- EXERCISE
Find "box: [497, 134, 687, 340]" and "positive clicks: (630, 706) (1089, 713)" in the records below. Copy the lines holding them and every line between, exactly, and no others.

(Collected data entries)
........
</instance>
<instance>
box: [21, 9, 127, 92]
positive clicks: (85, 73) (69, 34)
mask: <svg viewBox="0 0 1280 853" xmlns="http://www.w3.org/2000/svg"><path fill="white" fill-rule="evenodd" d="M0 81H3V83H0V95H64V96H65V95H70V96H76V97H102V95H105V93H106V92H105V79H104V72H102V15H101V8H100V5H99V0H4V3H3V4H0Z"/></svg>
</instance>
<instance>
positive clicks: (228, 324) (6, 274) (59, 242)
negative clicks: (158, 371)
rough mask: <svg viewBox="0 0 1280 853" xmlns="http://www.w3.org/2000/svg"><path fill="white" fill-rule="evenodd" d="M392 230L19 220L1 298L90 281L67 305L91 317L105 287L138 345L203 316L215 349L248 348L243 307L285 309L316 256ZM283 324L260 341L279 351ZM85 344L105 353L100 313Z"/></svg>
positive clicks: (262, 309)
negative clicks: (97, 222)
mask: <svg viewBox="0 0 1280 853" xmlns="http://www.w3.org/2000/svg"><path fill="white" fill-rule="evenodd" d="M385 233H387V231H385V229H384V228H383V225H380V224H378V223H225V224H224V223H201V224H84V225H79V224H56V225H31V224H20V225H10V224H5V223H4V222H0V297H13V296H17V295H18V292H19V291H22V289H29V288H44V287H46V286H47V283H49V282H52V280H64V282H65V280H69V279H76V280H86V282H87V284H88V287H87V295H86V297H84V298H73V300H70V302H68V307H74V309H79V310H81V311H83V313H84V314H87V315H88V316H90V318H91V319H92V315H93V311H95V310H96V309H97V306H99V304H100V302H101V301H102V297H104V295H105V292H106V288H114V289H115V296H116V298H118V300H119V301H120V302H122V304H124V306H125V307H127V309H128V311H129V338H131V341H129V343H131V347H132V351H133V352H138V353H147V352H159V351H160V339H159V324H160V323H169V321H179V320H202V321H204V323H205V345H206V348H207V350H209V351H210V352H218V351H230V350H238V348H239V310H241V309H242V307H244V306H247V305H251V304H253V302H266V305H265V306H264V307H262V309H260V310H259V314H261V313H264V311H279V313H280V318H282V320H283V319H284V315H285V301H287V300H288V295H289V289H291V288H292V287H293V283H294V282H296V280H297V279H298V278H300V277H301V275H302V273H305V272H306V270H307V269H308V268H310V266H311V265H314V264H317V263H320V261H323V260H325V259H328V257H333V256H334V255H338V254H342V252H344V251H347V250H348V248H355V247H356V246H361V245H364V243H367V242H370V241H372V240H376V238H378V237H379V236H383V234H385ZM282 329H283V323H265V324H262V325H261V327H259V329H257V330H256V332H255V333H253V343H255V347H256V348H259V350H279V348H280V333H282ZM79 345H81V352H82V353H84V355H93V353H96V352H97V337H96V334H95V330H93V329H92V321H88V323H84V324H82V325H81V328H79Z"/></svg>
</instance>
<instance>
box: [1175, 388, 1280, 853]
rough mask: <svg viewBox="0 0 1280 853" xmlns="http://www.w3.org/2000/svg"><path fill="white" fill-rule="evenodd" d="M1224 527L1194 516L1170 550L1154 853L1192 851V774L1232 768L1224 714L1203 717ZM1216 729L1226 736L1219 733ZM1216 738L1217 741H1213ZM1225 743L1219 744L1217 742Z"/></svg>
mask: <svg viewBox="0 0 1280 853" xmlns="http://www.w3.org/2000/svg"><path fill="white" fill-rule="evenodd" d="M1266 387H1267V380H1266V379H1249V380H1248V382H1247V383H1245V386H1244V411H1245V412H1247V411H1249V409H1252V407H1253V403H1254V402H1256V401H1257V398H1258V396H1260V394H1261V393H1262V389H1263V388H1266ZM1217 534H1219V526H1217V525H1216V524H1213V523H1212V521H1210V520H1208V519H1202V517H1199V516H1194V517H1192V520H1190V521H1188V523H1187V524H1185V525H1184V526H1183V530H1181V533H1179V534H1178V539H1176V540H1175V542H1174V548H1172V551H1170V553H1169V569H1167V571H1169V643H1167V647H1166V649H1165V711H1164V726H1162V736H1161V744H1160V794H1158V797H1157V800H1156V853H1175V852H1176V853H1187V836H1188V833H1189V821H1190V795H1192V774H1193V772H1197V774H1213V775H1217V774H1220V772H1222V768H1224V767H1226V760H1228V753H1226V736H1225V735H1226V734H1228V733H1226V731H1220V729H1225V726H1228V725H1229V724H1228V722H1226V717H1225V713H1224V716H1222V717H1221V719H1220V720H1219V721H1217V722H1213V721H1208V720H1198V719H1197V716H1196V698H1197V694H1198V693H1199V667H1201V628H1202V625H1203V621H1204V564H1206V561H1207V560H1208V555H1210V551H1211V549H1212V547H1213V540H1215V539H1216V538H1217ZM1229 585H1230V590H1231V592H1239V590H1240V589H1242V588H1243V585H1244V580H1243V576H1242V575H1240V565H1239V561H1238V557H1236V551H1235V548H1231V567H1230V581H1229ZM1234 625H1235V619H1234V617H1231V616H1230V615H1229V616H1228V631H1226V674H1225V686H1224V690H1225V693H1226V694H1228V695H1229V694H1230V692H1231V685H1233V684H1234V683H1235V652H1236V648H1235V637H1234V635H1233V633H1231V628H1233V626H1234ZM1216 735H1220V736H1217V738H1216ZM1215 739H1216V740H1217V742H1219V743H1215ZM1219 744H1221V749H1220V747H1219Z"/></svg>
........
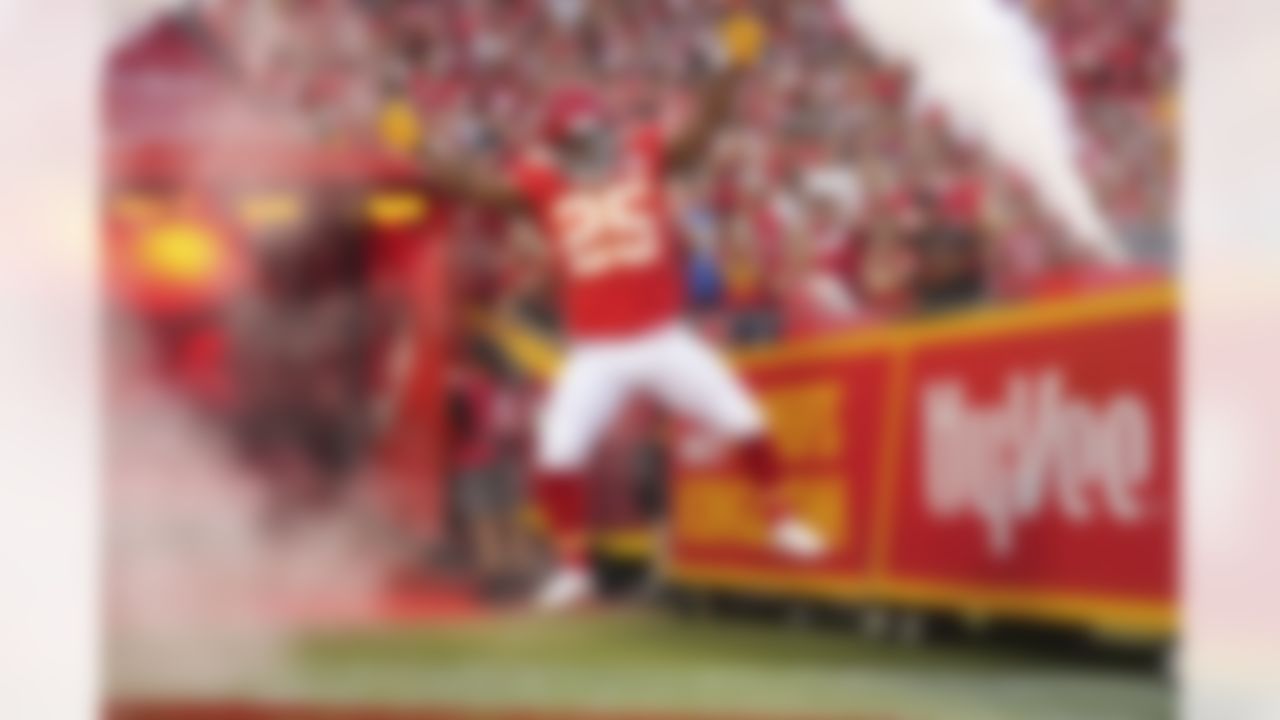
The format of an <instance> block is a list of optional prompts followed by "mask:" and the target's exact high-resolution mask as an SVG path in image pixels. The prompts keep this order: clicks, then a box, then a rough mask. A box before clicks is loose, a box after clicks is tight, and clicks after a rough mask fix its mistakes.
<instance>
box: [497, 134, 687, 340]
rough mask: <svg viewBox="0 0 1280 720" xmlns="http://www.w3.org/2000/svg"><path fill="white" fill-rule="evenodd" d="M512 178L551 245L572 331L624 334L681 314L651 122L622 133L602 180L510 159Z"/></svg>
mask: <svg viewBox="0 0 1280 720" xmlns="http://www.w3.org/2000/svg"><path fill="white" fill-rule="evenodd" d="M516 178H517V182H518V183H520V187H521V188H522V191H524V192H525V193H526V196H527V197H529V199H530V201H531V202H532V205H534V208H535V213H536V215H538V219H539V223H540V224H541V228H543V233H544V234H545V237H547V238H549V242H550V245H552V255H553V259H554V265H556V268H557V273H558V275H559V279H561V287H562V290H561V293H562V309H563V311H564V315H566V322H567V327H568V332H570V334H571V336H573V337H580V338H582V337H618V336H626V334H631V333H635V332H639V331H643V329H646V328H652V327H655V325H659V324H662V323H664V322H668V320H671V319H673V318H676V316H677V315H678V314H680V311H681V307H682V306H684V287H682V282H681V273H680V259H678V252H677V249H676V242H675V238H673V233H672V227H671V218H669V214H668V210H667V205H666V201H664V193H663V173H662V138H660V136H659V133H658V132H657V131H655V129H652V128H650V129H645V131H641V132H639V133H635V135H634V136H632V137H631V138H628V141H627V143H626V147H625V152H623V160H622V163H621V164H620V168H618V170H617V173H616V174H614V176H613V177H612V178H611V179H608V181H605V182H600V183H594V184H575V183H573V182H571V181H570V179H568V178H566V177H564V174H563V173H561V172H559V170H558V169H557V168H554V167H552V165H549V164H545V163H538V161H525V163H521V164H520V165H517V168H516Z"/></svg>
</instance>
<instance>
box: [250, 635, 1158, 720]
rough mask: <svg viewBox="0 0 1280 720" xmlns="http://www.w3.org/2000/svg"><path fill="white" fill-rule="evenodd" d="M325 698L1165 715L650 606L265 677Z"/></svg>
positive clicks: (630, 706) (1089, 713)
........
- ANSWER SECTION
box: [497, 134, 687, 340]
rough mask: <svg viewBox="0 0 1280 720" xmlns="http://www.w3.org/2000/svg"><path fill="white" fill-rule="evenodd" d="M512 178L551 245L572 331L624 334L681 314L651 122L622 133L602 180L510 159Z"/></svg>
mask: <svg viewBox="0 0 1280 720" xmlns="http://www.w3.org/2000/svg"><path fill="white" fill-rule="evenodd" d="M516 178H517V182H518V183H520V187H521V188H522V191H524V192H525V193H526V196H527V197H529V199H530V201H531V202H532V205H534V208H535V213H536V215H538V219H539V223H540V224H541V228H543V233H544V234H545V237H547V238H549V242H550V245H552V255H553V259H554V265H556V268H557V273H558V275H559V279H561V287H562V290H561V293H562V309H563V311H564V315H566V322H567V327H568V332H570V334H571V336H573V337H580V338H582V337H618V336H626V334H631V333H635V332H639V331H643V329H646V328H652V327H655V325H659V324H662V323H664V322H668V320H671V319H673V318H676V316H677V315H678V314H680V311H681V307H682V306H684V287H682V282H681V273H680V259H678V252H677V249H676V242H675V238H673V233H672V227H671V218H669V214H668V210H667V205H666V201H664V193H663V173H662V138H660V136H659V133H658V132H657V131H655V129H652V128H650V129H645V131H641V132H639V133H635V135H634V136H632V137H631V138H628V141H627V143H626V147H625V152H623V160H622V163H621V164H620V168H618V170H617V173H616V174H614V176H613V177H612V178H611V179H608V181H605V182H600V183H594V184H575V183H573V182H571V181H570V179H568V178H566V177H564V174H563V173H561V172H559V170H558V169H557V168H554V167H552V165H549V164H545V163H538V161H525V163H521V164H520V165H517V168H516Z"/></svg>
</instance>
<instance>
box: [250, 635, 1158, 720]
rough mask: <svg viewBox="0 0 1280 720" xmlns="http://www.w3.org/2000/svg"><path fill="white" fill-rule="evenodd" d="M325 698L1165 715L650 606L265 677Z"/></svg>
positive clicks: (630, 706) (1089, 713)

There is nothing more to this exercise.